# Data shown:
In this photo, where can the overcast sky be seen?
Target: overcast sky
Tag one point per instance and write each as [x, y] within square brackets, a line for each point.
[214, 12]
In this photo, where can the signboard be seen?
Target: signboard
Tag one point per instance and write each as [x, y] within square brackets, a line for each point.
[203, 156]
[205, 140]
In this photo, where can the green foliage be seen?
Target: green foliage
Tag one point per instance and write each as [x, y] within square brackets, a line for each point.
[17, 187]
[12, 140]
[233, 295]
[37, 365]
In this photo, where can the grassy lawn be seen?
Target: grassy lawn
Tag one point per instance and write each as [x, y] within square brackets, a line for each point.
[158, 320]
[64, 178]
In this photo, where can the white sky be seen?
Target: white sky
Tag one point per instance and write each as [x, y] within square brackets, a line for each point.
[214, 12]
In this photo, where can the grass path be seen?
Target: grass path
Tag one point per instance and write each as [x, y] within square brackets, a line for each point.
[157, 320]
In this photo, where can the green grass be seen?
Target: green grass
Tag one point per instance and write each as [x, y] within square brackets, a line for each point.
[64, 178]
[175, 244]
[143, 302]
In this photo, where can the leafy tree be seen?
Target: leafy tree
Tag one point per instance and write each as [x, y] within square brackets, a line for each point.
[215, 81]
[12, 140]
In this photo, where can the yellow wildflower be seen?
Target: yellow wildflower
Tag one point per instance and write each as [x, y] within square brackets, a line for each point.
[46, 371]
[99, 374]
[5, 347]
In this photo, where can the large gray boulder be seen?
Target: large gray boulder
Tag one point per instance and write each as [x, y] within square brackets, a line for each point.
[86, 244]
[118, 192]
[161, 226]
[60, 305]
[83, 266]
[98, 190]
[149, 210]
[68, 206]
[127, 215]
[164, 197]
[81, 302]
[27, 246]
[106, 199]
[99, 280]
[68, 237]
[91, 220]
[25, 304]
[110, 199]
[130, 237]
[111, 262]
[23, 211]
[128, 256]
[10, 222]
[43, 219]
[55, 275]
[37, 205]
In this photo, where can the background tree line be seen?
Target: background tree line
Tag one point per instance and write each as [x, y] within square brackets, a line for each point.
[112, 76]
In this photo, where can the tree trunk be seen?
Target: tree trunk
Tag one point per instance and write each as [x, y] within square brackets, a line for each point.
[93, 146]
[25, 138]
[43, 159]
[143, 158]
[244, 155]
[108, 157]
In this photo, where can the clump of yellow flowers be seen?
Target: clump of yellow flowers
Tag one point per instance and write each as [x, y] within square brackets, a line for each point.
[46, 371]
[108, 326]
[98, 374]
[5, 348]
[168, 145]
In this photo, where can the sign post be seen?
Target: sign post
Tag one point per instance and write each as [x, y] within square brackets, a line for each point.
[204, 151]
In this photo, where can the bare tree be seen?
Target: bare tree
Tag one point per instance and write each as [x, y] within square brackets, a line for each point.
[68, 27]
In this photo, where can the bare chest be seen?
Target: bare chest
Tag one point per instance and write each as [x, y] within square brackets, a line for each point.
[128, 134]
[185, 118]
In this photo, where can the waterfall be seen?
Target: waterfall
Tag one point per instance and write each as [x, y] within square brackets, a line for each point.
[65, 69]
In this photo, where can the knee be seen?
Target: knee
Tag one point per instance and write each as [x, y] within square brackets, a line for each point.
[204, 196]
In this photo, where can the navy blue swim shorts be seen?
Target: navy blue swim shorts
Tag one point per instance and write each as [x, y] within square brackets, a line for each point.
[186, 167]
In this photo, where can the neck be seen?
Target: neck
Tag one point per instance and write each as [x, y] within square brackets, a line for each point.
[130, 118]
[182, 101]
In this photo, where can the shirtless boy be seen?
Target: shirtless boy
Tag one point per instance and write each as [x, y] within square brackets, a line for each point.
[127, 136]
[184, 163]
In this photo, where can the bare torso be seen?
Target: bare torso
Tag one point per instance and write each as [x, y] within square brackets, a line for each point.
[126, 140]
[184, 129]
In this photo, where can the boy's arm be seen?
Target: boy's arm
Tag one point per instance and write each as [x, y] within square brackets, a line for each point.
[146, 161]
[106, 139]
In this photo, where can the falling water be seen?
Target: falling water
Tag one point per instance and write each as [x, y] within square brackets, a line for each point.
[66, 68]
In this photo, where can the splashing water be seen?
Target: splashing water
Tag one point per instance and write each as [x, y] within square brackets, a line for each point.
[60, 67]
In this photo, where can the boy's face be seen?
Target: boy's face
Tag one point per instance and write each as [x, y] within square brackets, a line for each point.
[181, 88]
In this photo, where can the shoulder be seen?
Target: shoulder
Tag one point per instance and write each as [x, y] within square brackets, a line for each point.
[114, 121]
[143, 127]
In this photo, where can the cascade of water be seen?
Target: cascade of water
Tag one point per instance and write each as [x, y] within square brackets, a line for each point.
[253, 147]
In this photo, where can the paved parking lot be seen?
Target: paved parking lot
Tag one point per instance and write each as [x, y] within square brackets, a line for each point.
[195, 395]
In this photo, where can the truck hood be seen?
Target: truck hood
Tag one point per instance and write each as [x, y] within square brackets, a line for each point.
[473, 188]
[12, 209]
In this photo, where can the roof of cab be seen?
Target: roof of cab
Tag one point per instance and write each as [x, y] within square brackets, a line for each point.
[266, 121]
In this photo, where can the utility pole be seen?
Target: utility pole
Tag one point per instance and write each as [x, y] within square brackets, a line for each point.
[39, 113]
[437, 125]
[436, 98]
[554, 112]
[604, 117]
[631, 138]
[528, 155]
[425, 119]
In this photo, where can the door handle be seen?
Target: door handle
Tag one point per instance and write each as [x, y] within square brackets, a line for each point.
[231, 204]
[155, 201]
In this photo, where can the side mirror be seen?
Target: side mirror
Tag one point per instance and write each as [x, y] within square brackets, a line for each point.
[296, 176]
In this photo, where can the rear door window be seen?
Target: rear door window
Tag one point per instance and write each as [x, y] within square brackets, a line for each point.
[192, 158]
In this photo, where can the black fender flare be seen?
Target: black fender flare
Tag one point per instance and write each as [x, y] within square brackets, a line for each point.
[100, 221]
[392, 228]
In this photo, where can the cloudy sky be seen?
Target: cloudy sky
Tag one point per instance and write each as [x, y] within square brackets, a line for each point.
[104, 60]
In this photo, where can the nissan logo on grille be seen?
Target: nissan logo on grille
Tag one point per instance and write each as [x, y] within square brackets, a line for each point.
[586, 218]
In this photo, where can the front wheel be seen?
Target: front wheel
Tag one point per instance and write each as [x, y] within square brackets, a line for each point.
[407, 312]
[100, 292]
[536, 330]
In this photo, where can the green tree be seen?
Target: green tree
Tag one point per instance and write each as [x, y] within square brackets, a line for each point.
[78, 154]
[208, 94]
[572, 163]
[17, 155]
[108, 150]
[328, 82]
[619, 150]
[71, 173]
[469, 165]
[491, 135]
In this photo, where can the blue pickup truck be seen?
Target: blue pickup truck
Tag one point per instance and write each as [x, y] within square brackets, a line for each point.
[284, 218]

# Required work:
Retrieve each line from the records above where the word "path" occurs.

# Written reply:
In this photo, where can the grass path be seen?
Target: grass path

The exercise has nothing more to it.